> DIRECTIVES
1) In the Fast Company article on adapting to a new leader below, how many years has the writer's cousin Rudy spent reciting poetry in coffeehouses?
2) Pull out every line of the records below that contains the word "maroon". Case counts.

> PAGE TEXT
--- start ---

Fast Company

When It's Time to Adapt to a New Leader

This whole “brand new President of the United States” thing is no big deal. The workforce is already well trained in making the necessary adjustments to having a new person at the top of the food chain. We’ve all worked for organizations that distributed that memo.

Anyone who has ever had a job (which I assume includes most everybody reading this, unless my cousin Rudy—who has been spending the past eight years thinking that reciting his poetry in coffeehouses to an audience of nine people, six of whom still wear berets on a regular basis, is going to somehow manifest into a career—has taken to perusing business publications) knows this whole “brand new President of the United States” thing is no big deal.  The workforce is already well trained in making the necessary adjustments to having a new person at the top of the food chain.  We’ve all worked for organizations that distributed that memo.  You know, the one urging us to join them in welcoming the latest head honcho, around whom, it is none too subtly suggested, we would be advised to grit our teeth and hold our tongues.  An implied request made all the more galling by the fact that said memo usually includes an exhaustive and in-your-face list of the accomplishments the incoming big shot amassed prior to when he or she came to lord themselves over we the unwashed.  Or, maybe the old CEO was simply led away in handcuffs three days ago, and the replacement, any replacement, will have to do for now.

--- end ---

> DATA FOR THIS TASK
--- start ---

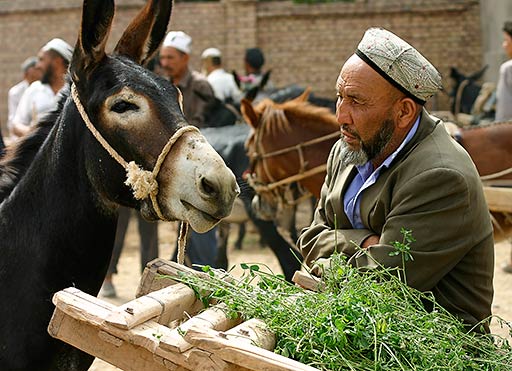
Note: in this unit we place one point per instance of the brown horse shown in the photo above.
(490, 147)
(279, 130)
(288, 146)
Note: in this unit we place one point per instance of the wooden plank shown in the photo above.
(240, 353)
(213, 318)
(158, 274)
(253, 332)
(120, 353)
(79, 320)
(499, 199)
(167, 304)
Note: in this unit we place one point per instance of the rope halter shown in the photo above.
(142, 182)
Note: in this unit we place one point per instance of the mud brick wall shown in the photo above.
(304, 44)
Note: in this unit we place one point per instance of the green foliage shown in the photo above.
(360, 321)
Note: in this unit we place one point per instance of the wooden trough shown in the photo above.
(165, 328)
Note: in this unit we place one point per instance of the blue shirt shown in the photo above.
(365, 178)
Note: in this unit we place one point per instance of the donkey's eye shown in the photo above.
(123, 106)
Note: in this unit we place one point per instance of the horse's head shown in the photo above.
(465, 90)
(140, 124)
(287, 148)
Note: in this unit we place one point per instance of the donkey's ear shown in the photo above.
(144, 35)
(90, 47)
(305, 95)
(249, 114)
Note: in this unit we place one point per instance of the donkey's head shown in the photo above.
(138, 117)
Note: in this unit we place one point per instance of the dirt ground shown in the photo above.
(127, 280)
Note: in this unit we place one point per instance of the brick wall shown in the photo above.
(303, 44)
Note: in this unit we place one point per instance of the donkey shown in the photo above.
(58, 213)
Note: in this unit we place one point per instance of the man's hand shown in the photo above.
(369, 241)
(321, 266)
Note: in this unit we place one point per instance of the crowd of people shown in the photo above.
(393, 168)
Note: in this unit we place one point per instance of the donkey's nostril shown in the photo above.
(208, 187)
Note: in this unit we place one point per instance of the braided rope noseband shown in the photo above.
(142, 182)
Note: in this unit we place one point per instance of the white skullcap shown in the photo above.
(178, 40)
(60, 46)
(211, 53)
(27, 63)
(400, 64)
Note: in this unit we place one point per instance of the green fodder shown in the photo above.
(360, 320)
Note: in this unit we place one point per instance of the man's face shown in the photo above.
(364, 110)
(174, 63)
(45, 66)
(507, 44)
(33, 74)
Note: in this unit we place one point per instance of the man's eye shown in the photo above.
(123, 106)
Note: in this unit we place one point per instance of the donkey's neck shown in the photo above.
(56, 215)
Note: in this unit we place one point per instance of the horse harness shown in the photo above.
(142, 182)
(282, 188)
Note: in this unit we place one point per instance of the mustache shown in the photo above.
(346, 128)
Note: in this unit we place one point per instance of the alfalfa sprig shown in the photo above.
(361, 321)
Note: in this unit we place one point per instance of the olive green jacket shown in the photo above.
(433, 189)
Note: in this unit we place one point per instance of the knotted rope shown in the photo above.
(142, 182)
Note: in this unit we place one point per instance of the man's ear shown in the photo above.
(407, 111)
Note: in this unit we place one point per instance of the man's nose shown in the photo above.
(342, 113)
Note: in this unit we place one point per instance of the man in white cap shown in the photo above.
(30, 74)
(198, 97)
(223, 83)
(42, 96)
(197, 93)
(395, 168)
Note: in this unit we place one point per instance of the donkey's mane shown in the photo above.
(19, 155)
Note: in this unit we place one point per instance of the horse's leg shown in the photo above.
(241, 235)
(289, 258)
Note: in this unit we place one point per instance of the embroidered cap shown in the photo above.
(211, 53)
(178, 40)
(400, 64)
(60, 46)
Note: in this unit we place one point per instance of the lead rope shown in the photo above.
(142, 182)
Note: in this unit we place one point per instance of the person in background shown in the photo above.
(198, 97)
(253, 65)
(396, 168)
(223, 83)
(197, 92)
(30, 74)
(504, 88)
(42, 96)
(504, 96)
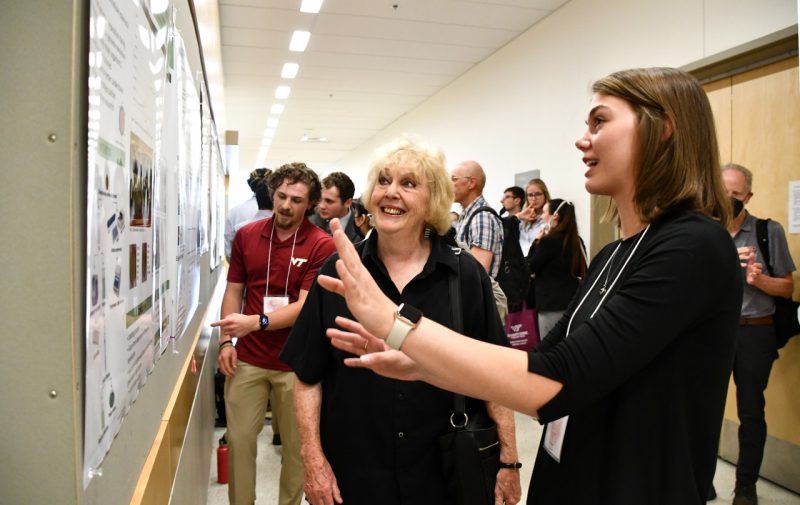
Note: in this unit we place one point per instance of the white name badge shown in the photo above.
(554, 437)
(273, 303)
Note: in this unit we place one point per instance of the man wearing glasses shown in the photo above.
(480, 229)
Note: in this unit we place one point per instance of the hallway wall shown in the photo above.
(523, 108)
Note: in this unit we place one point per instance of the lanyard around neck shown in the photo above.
(269, 261)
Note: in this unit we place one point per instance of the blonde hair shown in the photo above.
(429, 164)
(681, 170)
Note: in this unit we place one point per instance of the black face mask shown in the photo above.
(738, 206)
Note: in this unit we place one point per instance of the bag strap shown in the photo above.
(762, 237)
(459, 402)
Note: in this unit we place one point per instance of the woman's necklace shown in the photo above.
(604, 291)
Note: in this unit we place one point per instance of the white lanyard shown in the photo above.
(633, 251)
(269, 261)
(553, 438)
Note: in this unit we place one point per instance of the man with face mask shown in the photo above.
(756, 347)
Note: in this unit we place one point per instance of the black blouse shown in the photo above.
(645, 378)
(553, 283)
(379, 434)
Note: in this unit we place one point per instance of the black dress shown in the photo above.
(379, 434)
(645, 378)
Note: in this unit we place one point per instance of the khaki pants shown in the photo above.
(246, 397)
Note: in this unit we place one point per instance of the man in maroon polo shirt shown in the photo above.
(273, 263)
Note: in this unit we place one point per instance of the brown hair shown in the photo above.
(296, 172)
(679, 170)
(537, 182)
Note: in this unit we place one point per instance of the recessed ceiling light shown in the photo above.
(289, 70)
(311, 6)
(308, 138)
(299, 40)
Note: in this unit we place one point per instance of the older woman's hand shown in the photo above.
(363, 296)
(373, 352)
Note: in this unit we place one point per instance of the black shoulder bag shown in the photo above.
(471, 452)
(786, 323)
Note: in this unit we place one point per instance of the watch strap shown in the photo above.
(398, 333)
(402, 325)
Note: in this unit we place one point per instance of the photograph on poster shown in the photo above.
(141, 183)
(132, 266)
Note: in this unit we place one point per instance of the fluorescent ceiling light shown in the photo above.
(299, 41)
(311, 6)
(289, 70)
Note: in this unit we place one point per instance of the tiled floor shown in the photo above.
(528, 433)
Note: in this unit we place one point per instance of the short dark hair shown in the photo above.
(516, 192)
(342, 182)
(296, 172)
(255, 175)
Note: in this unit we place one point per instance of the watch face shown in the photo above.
(410, 312)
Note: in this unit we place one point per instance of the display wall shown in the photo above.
(110, 156)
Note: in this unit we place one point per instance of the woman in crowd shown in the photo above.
(531, 221)
(632, 381)
(366, 439)
(362, 218)
(556, 262)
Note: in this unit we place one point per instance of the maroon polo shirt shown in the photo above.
(250, 253)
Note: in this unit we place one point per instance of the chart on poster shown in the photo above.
(144, 204)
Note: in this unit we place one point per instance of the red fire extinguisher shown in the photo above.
(222, 461)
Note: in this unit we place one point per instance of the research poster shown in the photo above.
(143, 205)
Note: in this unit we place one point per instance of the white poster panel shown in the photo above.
(185, 229)
(127, 62)
(794, 207)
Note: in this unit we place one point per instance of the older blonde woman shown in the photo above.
(367, 439)
(632, 381)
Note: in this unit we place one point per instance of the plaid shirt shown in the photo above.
(485, 232)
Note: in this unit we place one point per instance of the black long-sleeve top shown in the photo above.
(380, 434)
(644, 379)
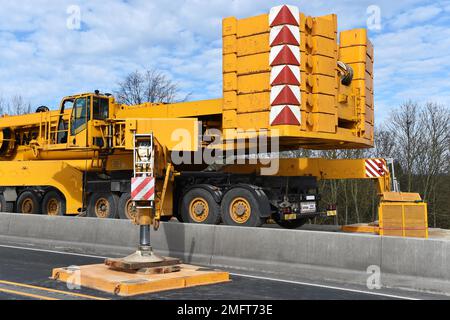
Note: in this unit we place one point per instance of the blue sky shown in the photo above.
(44, 60)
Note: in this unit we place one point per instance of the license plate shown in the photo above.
(308, 207)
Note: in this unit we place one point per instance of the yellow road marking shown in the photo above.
(24, 294)
(50, 290)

--- end ---

> EXERCISE SOLUTIONS
1) Eight years.

2)
Note: in this unit we place one point per instance of the man in maroon polo shirt shown in the photo above.
Note: in this unit we place one point per instance of the maroon polo shirt shown in the photo above.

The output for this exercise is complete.